→ Document segment:
========
Mike Leach Explains How Washington State Sets Offensive Records


Nov 16, 2013; Tucson, AZ, USA; Washington State Cougars running back Marcus Mason (35) runs the ball under pressure from Arizona Wildcats linebacker Derrick Turituri (45) and cornerback Shaquille Richardson (5) during the fourth quarter at Arizona Stadium. The Cougars beat the Wildcats 24-17. Mandatory Credit: Casey Sapio-USA TODAY Sports

When someone mentions Washington State Coach Mike Leach or his Air Raid offense, most people gravitate toward the topic of quarterbacks and wide receivers. Heck, that’s almost axiomatic, isn’t it?

Listening carefully to Coach Leach during his conference call last Monday, it was clear what position is crucial to the success of what many call a “pass happy” offense.

Running back performance in Leach’s offense is key to whether or not WSU lights up the scoreboard.

For example, when the Cougs traveled to Eugene in mid-October to take on the Ducks (who were ranked No. 2 at the time) they established a new NCAA record for pass attempts in a ball game.

“…we scored more points on Oregon than anybody. We broke the passing record,” stated Mike Leach matter-of-factly. Technically, Oregon would surrender 42-points in an inexplicable loss to Arizona a couple of weeks after Stanford knocked the Ducks out of contention for the national championship for the second consecutive year.

Let’s get back to Leach talking offense…

He went on to reveal the key to WSU finding the end zone so often against the Duck ‘D’.

“Our running back position touched the ball more than anybody that game.” There was a good reason that was the case. “Some (emphiasis), the defense dictates that. They’re going to devise their defense and give you something and take something away.”

Try to shut down WSU play-makers Gabe MarksDom Williams or Vince Mayle by doing whatever necessary to keep them from getting behind your secondary and expect a steady dose of plays designed to get Marcus Mason or Teondray Caldwell in space to do their thing.

The overwhelming majority of football coaches strive to employ a balanced attack to achieve success moving the ball and putting up points on an opponent.

Nov. 10, 2012; Pullman, WA, USA; Washington State Cougars running back Marcus Mason (35) makes a catch against the UCLA Bruins during the second half at Martin Stadium. UCLA won 44-36. Mandatory Credit: James Snook-USA TODAY Sports

Leach goes about attacking defenses with less conventional offensive schemes. “It’s critical that (our running backs) get their touches. It’s critical that they’re involved in the offensive effort because they’re the best athletes out there with rare exception. Whether you run it or throw it, you have to get the running backs the football.”
========
→ Information shown:
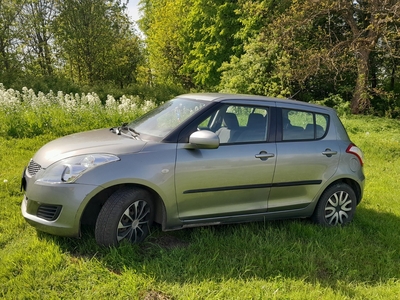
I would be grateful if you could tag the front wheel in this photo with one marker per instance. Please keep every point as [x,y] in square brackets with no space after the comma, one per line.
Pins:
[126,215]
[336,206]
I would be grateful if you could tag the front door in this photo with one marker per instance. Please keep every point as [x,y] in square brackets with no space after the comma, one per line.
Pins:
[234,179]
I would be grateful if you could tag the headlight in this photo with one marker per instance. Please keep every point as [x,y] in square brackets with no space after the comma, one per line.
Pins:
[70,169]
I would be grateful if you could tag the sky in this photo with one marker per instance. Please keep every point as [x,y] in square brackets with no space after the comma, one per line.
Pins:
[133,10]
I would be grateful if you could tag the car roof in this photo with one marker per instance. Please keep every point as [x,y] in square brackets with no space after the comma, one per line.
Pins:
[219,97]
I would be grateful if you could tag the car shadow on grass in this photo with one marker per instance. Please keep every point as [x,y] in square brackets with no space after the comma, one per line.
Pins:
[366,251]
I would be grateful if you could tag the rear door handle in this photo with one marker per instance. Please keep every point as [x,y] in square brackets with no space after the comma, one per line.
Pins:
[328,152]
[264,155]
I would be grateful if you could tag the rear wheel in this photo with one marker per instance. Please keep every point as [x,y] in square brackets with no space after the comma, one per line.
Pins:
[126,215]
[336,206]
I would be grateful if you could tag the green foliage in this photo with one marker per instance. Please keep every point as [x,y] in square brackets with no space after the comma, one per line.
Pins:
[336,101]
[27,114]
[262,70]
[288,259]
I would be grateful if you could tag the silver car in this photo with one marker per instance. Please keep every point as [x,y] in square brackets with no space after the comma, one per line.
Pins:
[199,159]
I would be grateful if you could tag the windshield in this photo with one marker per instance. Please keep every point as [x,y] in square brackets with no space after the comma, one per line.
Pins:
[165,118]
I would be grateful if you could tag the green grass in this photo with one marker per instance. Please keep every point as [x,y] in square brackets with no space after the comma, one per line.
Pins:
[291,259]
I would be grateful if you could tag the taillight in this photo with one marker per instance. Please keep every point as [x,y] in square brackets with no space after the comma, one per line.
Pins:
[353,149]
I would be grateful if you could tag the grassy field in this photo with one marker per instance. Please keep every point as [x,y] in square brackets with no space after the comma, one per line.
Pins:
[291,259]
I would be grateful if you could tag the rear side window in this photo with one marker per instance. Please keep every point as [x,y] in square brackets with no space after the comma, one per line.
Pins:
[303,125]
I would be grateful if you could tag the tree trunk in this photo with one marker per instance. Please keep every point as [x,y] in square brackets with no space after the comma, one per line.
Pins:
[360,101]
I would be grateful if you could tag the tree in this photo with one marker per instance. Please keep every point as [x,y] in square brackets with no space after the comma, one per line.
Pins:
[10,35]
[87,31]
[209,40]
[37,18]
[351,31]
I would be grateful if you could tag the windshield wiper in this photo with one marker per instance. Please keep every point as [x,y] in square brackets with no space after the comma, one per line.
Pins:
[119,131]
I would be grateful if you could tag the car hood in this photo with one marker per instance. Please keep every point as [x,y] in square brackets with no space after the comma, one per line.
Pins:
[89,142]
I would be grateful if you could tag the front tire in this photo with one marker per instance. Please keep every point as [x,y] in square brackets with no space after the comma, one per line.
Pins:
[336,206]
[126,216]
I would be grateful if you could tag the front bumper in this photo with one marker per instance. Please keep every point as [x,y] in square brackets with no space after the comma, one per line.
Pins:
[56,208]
========
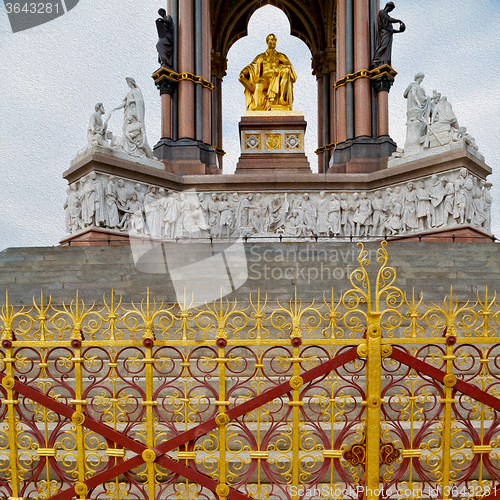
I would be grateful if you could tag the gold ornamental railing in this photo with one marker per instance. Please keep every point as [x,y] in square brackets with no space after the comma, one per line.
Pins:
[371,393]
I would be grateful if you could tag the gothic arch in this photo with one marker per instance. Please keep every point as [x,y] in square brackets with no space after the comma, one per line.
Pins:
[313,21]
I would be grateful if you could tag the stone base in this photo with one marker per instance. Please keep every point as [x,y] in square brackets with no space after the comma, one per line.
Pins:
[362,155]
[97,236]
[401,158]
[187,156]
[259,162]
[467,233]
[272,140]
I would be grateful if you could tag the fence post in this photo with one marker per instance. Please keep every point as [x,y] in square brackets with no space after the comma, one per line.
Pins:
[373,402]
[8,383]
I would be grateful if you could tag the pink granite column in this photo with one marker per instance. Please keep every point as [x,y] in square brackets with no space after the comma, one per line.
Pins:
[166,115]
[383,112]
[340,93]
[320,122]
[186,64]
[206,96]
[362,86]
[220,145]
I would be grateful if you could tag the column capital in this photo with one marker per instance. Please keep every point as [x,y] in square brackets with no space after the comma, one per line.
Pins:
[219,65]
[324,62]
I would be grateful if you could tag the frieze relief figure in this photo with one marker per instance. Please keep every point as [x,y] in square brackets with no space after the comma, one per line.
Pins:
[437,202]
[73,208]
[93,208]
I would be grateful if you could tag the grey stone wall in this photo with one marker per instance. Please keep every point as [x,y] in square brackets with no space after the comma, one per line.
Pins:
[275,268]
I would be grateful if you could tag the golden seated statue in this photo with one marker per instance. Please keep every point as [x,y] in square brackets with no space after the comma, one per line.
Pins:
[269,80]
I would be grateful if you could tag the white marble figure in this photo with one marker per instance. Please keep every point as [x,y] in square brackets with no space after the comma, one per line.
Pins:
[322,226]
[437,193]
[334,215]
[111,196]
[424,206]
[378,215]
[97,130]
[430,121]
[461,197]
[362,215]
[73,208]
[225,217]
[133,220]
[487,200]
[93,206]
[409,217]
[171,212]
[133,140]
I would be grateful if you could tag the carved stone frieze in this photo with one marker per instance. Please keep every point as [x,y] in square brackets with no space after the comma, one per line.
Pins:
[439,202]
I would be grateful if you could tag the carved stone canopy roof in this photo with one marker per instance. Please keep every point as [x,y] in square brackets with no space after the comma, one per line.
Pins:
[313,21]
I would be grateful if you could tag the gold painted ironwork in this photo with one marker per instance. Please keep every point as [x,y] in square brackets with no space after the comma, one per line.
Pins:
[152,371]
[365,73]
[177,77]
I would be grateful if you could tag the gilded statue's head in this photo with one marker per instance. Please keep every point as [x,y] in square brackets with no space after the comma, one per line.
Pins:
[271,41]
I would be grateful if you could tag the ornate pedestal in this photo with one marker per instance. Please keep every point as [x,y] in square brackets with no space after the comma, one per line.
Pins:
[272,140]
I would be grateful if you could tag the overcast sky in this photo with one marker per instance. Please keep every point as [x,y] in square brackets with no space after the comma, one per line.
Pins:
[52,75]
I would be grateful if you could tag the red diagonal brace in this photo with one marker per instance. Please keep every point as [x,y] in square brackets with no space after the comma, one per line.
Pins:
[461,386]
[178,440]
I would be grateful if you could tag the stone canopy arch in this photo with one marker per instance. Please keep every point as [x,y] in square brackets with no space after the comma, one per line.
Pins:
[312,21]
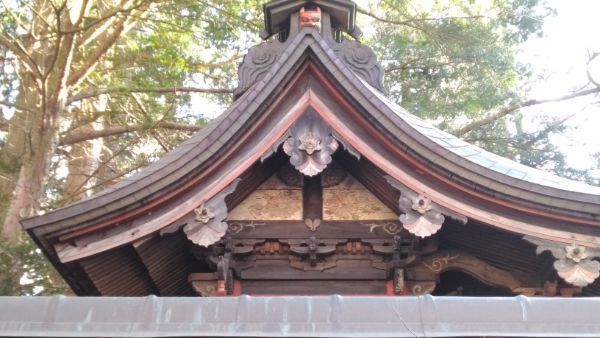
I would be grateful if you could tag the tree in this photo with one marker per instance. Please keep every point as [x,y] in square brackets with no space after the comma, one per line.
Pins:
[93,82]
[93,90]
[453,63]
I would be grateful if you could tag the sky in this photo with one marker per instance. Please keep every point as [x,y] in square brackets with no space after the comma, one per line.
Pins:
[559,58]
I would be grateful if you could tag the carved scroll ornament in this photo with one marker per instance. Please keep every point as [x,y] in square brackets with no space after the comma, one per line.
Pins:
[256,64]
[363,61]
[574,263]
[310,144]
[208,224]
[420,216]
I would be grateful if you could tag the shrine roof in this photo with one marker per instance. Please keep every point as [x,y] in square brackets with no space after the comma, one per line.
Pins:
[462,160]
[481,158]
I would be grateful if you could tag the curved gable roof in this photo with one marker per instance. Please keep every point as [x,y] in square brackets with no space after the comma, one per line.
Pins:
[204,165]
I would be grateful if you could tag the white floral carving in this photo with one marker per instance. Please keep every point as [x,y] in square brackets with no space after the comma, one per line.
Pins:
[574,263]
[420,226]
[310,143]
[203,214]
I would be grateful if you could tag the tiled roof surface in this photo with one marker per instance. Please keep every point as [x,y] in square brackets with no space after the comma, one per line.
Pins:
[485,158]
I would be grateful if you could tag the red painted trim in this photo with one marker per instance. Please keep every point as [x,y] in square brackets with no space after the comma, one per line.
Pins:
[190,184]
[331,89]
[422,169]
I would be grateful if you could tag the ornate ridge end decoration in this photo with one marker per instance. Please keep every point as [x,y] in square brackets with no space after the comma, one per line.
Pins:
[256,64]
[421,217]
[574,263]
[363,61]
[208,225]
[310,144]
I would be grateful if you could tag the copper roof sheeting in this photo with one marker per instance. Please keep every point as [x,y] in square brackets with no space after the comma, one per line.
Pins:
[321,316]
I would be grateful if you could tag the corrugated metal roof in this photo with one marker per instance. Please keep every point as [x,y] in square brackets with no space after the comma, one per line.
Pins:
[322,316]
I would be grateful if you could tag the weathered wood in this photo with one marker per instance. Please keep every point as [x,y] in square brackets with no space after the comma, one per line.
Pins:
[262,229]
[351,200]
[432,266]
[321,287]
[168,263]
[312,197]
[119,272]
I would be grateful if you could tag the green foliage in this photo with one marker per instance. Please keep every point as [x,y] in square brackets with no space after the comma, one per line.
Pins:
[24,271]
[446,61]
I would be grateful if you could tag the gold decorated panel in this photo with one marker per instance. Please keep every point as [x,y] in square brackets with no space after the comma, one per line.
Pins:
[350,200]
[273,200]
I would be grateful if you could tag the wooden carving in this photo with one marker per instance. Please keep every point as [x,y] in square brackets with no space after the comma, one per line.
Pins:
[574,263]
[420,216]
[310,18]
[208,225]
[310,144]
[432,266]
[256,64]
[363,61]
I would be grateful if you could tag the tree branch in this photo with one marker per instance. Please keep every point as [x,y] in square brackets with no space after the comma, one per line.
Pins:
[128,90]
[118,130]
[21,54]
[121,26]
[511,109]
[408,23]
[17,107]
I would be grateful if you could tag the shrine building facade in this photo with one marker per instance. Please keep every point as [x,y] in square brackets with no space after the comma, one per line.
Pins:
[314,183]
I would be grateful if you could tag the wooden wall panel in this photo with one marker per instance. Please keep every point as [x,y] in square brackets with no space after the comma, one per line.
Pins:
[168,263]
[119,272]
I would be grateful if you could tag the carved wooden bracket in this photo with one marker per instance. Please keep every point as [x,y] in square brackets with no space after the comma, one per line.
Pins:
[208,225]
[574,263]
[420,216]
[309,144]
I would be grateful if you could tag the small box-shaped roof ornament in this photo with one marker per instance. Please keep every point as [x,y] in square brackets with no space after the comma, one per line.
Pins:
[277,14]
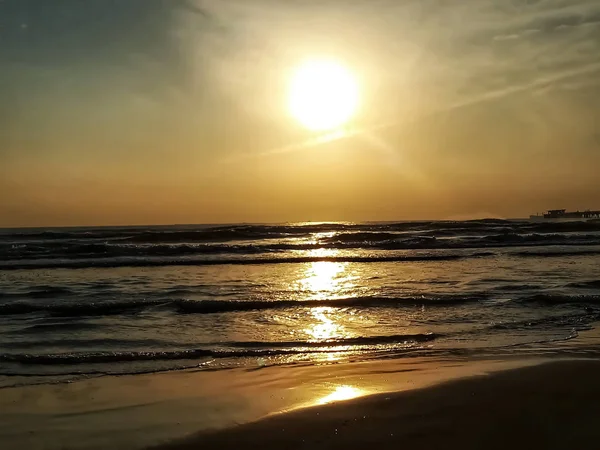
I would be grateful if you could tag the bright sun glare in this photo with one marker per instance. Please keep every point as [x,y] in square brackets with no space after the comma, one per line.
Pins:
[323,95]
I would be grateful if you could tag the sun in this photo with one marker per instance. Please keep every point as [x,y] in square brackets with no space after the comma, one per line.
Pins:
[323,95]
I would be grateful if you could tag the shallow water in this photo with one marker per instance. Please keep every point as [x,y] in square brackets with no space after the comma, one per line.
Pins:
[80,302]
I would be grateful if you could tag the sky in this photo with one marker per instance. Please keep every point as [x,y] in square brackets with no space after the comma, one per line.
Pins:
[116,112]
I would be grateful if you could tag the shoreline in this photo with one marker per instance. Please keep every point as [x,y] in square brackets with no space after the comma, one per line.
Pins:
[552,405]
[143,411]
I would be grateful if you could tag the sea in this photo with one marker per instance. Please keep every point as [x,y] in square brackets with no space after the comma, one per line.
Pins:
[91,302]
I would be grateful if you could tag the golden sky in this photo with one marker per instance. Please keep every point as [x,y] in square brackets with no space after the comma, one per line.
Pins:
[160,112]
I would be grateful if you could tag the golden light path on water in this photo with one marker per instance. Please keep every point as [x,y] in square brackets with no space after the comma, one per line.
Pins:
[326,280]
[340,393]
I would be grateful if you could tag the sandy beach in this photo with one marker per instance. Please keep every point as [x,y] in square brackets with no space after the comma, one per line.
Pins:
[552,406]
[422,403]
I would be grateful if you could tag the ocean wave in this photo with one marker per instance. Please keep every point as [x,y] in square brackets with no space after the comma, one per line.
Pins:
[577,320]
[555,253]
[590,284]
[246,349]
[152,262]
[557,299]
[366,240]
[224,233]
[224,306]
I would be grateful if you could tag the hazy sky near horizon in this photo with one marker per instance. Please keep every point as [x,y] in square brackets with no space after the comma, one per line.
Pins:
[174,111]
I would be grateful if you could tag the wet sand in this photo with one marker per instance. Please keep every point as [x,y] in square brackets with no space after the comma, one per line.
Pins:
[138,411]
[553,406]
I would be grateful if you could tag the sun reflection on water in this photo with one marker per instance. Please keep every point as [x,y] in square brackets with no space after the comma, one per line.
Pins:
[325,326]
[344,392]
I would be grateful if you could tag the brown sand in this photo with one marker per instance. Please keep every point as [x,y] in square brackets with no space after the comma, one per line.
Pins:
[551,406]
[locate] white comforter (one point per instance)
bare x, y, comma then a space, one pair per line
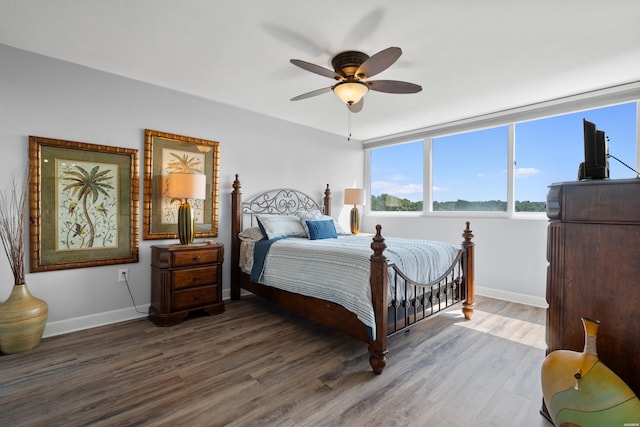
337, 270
========
→ What the task asks: Continue the article about Mike Leach and the Washington State offense, starting right after its final sentence.

→ Output:
If you peruse the Washington State stat sheet and limit analysis to the paradigm most popular in college football, Marcus Mason ranks as the best the Cougs have at carrying the rock. He has 424-yards on 83 runs. Not the type of numbers which turn heads.

But he also has another 372-yards on 49 receptions out of the backfield. Combine those for all-purpose yards and the view of Mason’s production comes into better focus.

When it comes to evaluating Marcus Mason, it’s not all about the numbers.

Mason’s leadership has played a significant role in moving Cougar football in a positive direction this year according to Mike Leach.

“He’s real steady. Marcus is real conscientious to do everything perfect,” says Leach.

One of the reasons WSU is returning to post season play and are favored in the Gildan New Mexico Bowl is the emergence of Mason.

Leach recalled the process of how Mason stepped up his game saying, “I thought it was about when we started last year’s off-season. Somewhere in late January.”

Something clicked.

“He’d hesitate some in trying to be precise. Sometimes a guy is too conscious of being precise and play slower than he is. Marcus is explosive. When he put that aside and just really worked hard in the off season, then he kind of developed as a team leader.”

“Then when we went to camp, not just (focusing on) running back, I mean he worked hard at everything he did and just became more and more consistent. In a young team, consistency is a very important commodity,” continued Leach.

Describing what he means to this team, Mason’s coach got on a roll.

“He just became a dominant special teams player…in areas you guys might not be conscious of. Then (he) just became steadier in all phases as well as a guy you could lean on. When he talks to the team he does a great job. (He’s) very clear minded. Very specific. I hate the word because it’s a very vague word, but sort of developed a maturity to him. A better word might be kind of a presence. Kind of a guy that could share his perspective and it had a value through examples as well as his words followed it up … Then you could look at him anytime, with regard to actions and he was doing it, too.”

When Washington State takes the field on offense against Colorado State this coming Saturday, expect to see Connor Halliday directing his team with passes, passes and more passes.

And if CSU doesn’t account for Cougar running backs, their defensive guys will have a good view of the names across the top of WSU jerseys…only visible from behind a player racing toward the end zone.